Output, please, every line from the line that holds "Target: white stone block on ground" to the end, exactly as written.

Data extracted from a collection
━━━━━━━━

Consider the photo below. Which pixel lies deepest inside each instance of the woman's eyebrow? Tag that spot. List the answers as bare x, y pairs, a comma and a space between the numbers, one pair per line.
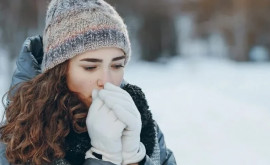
91, 60
119, 58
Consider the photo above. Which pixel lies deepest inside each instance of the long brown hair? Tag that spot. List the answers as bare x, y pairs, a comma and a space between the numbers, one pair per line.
40, 116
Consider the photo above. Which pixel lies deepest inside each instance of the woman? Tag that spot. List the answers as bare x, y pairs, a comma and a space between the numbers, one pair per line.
79, 110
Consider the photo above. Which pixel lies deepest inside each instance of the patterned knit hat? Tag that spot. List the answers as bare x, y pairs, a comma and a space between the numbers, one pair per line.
76, 26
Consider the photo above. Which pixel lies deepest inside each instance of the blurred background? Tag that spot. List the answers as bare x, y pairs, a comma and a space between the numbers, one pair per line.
203, 64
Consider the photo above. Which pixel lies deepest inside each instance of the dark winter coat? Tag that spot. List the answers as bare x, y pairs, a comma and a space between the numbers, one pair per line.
77, 144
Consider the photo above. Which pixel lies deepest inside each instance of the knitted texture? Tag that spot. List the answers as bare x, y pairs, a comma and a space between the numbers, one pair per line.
76, 26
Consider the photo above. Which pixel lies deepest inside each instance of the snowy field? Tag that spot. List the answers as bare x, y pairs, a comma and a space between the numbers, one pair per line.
212, 112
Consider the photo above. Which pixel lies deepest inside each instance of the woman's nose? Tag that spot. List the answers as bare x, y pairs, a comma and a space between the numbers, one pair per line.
104, 78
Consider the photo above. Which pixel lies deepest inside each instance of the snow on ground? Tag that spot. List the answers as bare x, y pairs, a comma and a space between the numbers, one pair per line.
210, 111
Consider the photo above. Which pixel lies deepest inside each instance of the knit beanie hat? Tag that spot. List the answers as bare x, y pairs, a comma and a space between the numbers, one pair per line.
76, 26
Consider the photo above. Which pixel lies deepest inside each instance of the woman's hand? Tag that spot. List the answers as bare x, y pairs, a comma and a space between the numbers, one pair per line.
122, 105
105, 131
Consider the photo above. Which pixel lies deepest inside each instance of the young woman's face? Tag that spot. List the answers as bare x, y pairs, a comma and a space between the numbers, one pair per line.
92, 69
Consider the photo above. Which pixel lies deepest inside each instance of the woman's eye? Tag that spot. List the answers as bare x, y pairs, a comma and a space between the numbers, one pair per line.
90, 68
118, 66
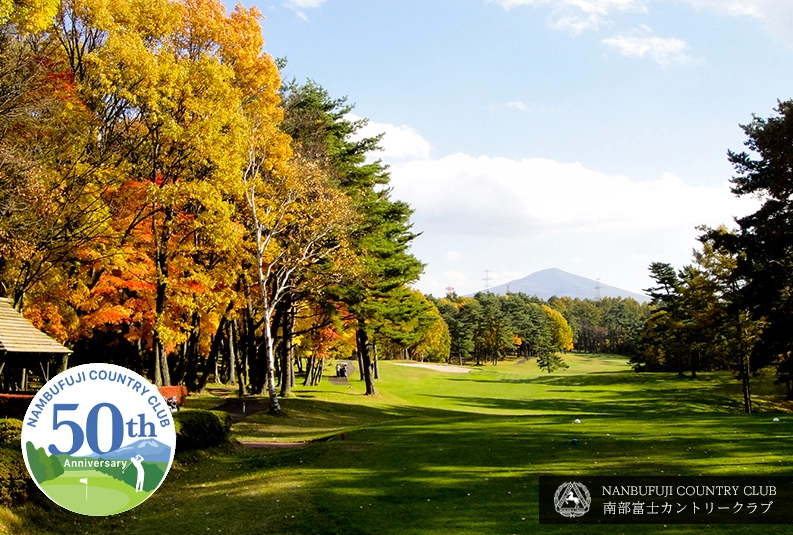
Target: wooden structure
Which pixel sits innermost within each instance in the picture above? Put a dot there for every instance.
(22, 347)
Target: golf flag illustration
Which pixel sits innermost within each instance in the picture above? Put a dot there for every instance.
(93, 422)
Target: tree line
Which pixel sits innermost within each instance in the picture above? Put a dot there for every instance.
(732, 307)
(167, 203)
(487, 327)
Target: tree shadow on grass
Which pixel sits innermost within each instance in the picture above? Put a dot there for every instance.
(412, 470)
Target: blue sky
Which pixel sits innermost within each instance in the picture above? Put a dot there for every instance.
(588, 135)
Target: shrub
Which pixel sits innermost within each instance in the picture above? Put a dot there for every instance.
(14, 479)
(14, 405)
(198, 429)
(11, 433)
(179, 391)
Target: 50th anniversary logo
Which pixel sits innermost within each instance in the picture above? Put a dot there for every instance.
(98, 439)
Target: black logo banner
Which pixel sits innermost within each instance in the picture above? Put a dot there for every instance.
(666, 500)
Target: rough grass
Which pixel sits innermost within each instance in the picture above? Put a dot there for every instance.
(439, 453)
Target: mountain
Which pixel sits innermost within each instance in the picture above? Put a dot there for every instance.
(550, 282)
(150, 449)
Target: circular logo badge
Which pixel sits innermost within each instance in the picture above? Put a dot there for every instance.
(572, 499)
(98, 439)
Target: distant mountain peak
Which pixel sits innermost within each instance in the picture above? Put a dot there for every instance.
(551, 282)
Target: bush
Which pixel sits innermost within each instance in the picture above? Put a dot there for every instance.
(179, 391)
(198, 429)
(15, 483)
(14, 405)
(11, 433)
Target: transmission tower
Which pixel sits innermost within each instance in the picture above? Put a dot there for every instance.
(487, 280)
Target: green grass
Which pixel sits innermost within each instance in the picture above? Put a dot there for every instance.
(442, 453)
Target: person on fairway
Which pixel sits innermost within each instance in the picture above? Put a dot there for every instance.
(136, 460)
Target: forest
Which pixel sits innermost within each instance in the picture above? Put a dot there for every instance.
(170, 204)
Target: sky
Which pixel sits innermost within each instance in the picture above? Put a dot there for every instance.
(585, 135)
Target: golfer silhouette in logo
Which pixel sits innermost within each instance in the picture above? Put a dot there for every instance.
(136, 460)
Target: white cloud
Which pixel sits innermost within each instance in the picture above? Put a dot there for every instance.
(484, 196)
(518, 216)
(641, 43)
(305, 4)
(577, 16)
(600, 7)
(398, 143)
(299, 5)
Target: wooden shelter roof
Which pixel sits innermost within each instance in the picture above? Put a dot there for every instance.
(18, 335)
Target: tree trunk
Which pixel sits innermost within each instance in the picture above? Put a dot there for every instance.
(211, 362)
(275, 406)
(376, 367)
(366, 363)
(232, 353)
(745, 367)
(309, 369)
(287, 365)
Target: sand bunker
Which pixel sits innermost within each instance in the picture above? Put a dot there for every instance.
(439, 367)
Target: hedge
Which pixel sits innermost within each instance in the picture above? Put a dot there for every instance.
(15, 482)
(198, 429)
(14, 405)
(11, 433)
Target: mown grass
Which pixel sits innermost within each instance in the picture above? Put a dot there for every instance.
(442, 453)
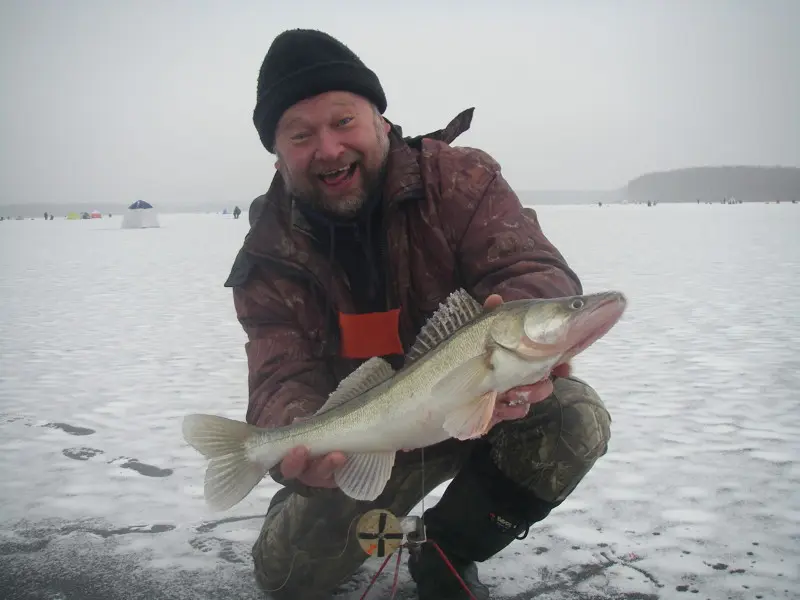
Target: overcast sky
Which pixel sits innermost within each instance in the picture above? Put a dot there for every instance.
(113, 101)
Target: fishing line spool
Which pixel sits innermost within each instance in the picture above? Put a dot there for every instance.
(380, 533)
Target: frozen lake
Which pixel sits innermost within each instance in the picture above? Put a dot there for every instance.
(110, 336)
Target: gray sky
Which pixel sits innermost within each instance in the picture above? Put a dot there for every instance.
(153, 99)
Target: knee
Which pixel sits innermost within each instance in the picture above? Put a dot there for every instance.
(556, 445)
(584, 422)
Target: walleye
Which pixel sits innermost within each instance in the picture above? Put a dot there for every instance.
(461, 360)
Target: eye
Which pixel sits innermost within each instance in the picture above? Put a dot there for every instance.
(577, 304)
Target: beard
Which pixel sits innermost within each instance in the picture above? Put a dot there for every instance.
(310, 192)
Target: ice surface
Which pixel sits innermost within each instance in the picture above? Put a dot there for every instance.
(109, 336)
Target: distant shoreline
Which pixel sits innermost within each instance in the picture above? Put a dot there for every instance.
(706, 184)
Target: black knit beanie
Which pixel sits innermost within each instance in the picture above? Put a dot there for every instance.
(302, 63)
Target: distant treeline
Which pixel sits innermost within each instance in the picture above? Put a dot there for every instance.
(714, 184)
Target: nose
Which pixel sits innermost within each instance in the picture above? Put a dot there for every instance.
(329, 146)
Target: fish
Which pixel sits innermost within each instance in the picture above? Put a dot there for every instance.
(462, 359)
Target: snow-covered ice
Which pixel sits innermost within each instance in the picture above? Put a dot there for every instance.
(109, 336)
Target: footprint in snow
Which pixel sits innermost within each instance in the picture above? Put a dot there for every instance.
(81, 453)
(142, 468)
(70, 429)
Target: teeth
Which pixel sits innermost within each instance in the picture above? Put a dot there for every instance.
(336, 172)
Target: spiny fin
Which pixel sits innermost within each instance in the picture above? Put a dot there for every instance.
(364, 476)
(457, 311)
(231, 475)
(367, 376)
(471, 420)
(466, 380)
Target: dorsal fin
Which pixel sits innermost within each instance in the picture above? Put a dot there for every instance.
(458, 310)
(370, 374)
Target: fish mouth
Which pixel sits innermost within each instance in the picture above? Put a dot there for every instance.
(597, 322)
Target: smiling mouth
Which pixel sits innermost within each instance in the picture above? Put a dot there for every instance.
(338, 175)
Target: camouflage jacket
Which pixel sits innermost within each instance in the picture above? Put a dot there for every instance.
(450, 220)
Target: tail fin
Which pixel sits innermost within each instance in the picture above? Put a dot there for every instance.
(231, 474)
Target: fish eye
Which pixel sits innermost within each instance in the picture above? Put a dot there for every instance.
(577, 304)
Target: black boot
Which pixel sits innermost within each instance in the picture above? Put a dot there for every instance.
(480, 513)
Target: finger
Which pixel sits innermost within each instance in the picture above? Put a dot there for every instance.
(493, 301)
(507, 413)
(295, 462)
(528, 394)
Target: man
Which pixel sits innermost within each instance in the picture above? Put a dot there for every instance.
(360, 237)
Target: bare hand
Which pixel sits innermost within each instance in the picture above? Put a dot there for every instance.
(313, 472)
(516, 402)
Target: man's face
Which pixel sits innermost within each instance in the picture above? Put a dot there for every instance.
(332, 150)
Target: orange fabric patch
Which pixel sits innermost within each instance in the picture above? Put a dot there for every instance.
(370, 334)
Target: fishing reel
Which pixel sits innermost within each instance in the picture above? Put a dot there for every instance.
(380, 533)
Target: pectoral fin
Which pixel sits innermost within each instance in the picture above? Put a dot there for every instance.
(364, 476)
(473, 419)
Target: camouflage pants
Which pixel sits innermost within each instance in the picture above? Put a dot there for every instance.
(307, 545)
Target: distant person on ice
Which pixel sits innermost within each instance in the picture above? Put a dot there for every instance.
(358, 220)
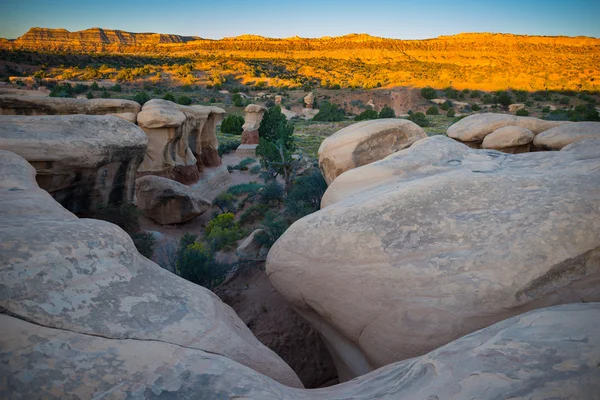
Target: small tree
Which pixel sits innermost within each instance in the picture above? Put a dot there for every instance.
(433, 111)
(232, 124)
(428, 93)
(386, 112)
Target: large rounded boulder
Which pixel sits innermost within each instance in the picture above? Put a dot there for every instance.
(365, 142)
(437, 241)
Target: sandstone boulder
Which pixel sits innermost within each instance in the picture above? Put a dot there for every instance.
(254, 115)
(365, 142)
(84, 290)
(167, 201)
(509, 139)
(83, 161)
(548, 353)
(309, 100)
(474, 128)
(181, 139)
(561, 136)
(437, 241)
(20, 105)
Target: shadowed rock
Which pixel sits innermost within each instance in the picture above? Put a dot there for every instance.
(437, 241)
(84, 161)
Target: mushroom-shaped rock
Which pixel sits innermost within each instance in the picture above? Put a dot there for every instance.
(436, 241)
(561, 136)
(309, 100)
(84, 290)
(83, 161)
(509, 139)
(365, 142)
(167, 201)
(254, 115)
(474, 128)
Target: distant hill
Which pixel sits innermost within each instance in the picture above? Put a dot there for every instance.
(485, 61)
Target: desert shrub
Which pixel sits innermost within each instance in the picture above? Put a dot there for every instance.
(233, 124)
(141, 97)
(428, 93)
(254, 213)
(305, 195)
(271, 193)
(522, 112)
(273, 227)
(329, 112)
(365, 115)
(227, 146)
(386, 112)
(184, 100)
(244, 188)
(521, 96)
(504, 99)
(225, 202)
(433, 111)
(237, 99)
(144, 243)
(451, 93)
(419, 119)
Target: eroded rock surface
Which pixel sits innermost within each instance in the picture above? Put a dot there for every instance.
(96, 307)
(561, 136)
(84, 161)
(167, 201)
(21, 105)
(365, 142)
(437, 241)
(474, 128)
(181, 139)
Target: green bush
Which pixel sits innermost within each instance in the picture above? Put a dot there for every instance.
(184, 101)
(254, 213)
(365, 115)
(428, 93)
(329, 112)
(271, 193)
(386, 112)
(273, 227)
(305, 195)
(522, 112)
(232, 124)
(225, 201)
(419, 119)
(141, 97)
(245, 188)
(433, 111)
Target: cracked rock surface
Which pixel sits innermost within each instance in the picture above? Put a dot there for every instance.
(436, 241)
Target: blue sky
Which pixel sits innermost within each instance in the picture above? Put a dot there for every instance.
(307, 18)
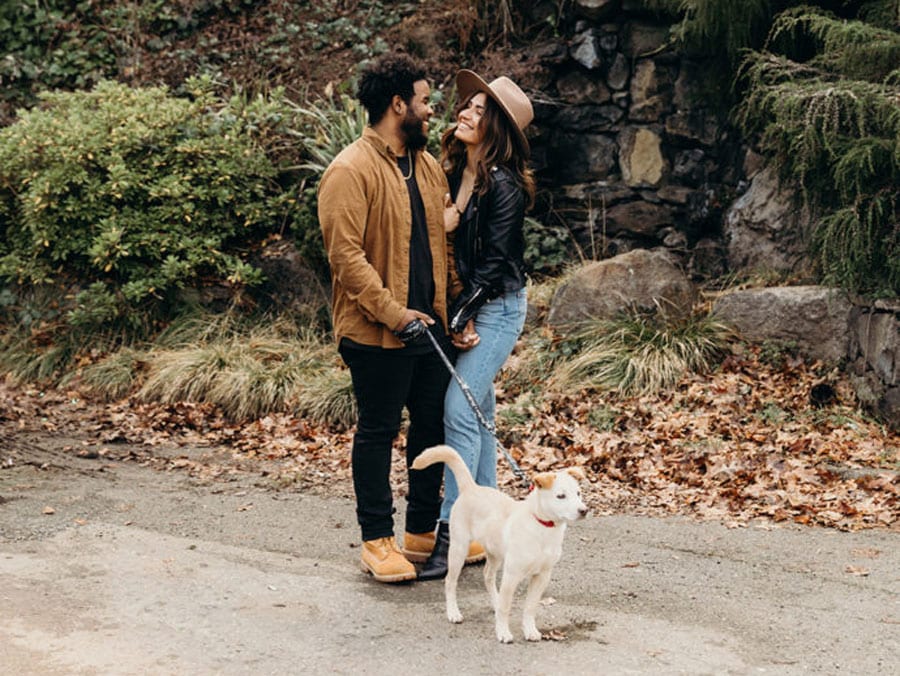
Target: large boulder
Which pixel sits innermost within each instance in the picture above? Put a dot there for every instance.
(815, 318)
(641, 279)
(764, 228)
(875, 359)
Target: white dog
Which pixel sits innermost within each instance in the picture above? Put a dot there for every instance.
(524, 536)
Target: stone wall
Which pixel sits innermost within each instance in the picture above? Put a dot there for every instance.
(630, 141)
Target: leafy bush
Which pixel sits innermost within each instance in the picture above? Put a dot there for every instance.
(136, 193)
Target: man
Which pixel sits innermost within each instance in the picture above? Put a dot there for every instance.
(381, 210)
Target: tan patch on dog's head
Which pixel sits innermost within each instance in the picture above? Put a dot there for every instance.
(544, 480)
(576, 472)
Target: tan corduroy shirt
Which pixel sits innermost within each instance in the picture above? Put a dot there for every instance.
(366, 222)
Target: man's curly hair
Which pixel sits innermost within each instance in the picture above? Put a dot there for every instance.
(387, 76)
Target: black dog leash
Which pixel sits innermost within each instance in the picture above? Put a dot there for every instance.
(415, 329)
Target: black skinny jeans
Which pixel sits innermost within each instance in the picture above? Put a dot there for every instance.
(384, 381)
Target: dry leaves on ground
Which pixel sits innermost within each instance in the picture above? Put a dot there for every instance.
(739, 445)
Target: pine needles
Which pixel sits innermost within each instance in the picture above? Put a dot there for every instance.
(831, 122)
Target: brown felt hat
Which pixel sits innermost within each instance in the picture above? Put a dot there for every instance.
(505, 93)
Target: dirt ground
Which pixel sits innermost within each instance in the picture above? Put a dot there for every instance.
(114, 567)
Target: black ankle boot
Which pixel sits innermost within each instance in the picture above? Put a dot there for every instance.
(435, 567)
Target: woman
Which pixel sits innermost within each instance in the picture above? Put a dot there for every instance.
(485, 156)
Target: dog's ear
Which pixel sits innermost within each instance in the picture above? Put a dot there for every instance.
(543, 480)
(576, 472)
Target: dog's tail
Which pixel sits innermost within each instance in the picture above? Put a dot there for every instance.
(452, 459)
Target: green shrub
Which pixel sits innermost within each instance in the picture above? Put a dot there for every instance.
(135, 193)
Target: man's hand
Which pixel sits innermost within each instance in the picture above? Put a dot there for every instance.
(410, 316)
(468, 339)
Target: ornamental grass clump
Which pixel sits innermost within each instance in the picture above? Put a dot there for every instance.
(639, 353)
(247, 373)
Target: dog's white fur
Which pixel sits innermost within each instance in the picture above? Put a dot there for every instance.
(512, 534)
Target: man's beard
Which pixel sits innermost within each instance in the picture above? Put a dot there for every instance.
(412, 127)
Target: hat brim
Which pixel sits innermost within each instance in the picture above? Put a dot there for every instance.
(469, 83)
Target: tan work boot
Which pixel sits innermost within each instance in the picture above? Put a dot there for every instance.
(417, 547)
(383, 560)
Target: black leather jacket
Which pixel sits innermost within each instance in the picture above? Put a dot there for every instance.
(489, 245)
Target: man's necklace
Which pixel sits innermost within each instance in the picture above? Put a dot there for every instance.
(411, 167)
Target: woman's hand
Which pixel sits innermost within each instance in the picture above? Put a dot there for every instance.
(466, 340)
(451, 214)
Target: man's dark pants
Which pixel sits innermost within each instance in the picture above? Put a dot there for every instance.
(384, 381)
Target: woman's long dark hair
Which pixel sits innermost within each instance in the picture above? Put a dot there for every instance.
(502, 147)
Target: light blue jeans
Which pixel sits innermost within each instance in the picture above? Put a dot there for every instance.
(499, 324)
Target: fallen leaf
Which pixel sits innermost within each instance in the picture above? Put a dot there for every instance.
(857, 570)
(866, 553)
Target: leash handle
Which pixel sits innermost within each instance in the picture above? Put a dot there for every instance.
(470, 398)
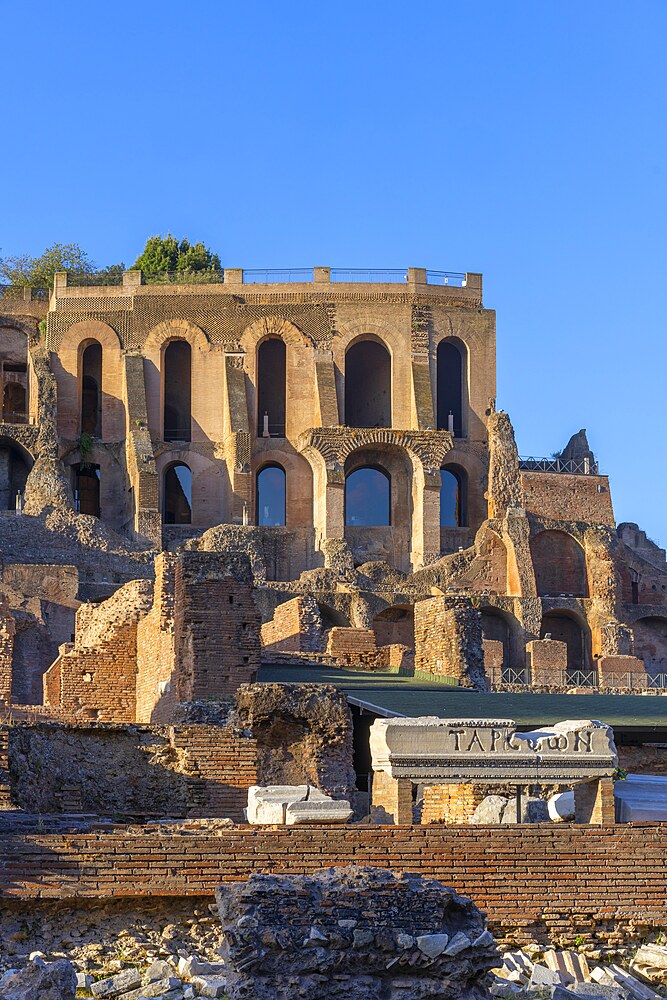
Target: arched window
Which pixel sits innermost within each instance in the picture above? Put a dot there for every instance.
(451, 392)
(562, 627)
(13, 403)
(271, 388)
(368, 498)
(559, 563)
(453, 499)
(87, 489)
(271, 489)
(368, 385)
(177, 494)
(177, 391)
(91, 390)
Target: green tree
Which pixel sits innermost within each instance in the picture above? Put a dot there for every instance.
(164, 258)
(38, 272)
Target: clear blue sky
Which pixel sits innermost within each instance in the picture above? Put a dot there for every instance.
(526, 140)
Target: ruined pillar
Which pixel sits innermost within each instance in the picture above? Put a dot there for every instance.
(391, 799)
(594, 802)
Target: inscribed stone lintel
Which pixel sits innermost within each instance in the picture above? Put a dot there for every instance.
(434, 750)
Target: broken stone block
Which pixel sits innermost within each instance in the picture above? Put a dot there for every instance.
(318, 811)
(561, 807)
(432, 944)
(490, 811)
(115, 986)
(55, 981)
(267, 804)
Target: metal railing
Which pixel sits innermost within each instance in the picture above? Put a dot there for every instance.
(576, 466)
(454, 278)
(276, 275)
(512, 675)
(183, 277)
(580, 678)
(388, 275)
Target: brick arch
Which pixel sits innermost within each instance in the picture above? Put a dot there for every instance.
(66, 364)
(559, 562)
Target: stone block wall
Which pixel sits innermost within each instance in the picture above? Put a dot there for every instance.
(296, 627)
(611, 883)
(564, 497)
(448, 640)
(450, 803)
(216, 629)
(546, 661)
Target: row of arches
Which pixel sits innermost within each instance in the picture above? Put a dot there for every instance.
(367, 496)
(368, 393)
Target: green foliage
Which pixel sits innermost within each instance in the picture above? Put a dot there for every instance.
(38, 272)
(164, 258)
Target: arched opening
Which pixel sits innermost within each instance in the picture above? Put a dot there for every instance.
(650, 643)
(91, 389)
(368, 497)
(451, 386)
(14, 403)
(560, 565)
(177, 391)
(271, 388)
(177, 494)
(271, 496)
(453, 497)
(563, 627)
(368, 385)
(87, 488)
(15, 465)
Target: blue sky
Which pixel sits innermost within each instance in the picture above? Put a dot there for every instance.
(526, 140)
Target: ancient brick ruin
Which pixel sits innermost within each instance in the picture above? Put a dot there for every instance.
(202, 484)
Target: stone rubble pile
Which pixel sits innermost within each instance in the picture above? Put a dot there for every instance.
(363, 933)
(188, 979)
(564, 975)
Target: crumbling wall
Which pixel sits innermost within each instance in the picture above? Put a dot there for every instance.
(448, 640)
(181, 771)
(296, 627)
(504, 488)
(395, 936)
(303, 733)
(97, 673)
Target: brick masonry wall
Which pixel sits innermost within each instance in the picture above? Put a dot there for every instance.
(564, 497)
(536, 882)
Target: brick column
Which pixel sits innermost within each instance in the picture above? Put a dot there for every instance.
(454, 804)
(594, 802)
(391, 799)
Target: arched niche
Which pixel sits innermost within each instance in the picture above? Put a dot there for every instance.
(177, 374)
(452, 386)
(271, 499)
(177, 494)
(559, 562)
(271, 387)
(367, 384)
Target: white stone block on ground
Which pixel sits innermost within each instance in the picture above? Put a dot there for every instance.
(318, 812)
(561, 807)
(266, 803)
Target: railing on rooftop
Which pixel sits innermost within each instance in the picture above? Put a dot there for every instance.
(387, 275)
(452, 278)
(183, 278)
(276, 275)
(23, 292)
(574, 466)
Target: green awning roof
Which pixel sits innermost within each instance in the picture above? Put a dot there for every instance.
(390, 694)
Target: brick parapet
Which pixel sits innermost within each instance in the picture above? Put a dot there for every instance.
(540, 881)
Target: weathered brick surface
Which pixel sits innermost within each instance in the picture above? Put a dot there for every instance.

━━━━━━━━

#### [Task answer]
Target: white stone block on ground
Which pixel sits innermost within each instance in the picture above? Put a dot there for every instance.
(318, 812)
(561, 807)
(266, 803)
Target: railing on rooftop
Which pixel sits innermost within each instance in the picture above? Put a dot there for every instance.
(387, 275)
(452, 278)
(183, 278)
(276, 275)
(23, 292)
(574, 466)
Target: green awning roof
Which pixel sits innermost within each instance in the picture above? Put a dot there for every instance.
(390, 694)
Target: brick parapet
Which pixel sits innermost within each instance in the picture above? Put a dot there for every instance.
(540, 881)
Target: weathered brick surface
Which pixel sits innermost within each instance in the picture above? Put a dot there for every instance.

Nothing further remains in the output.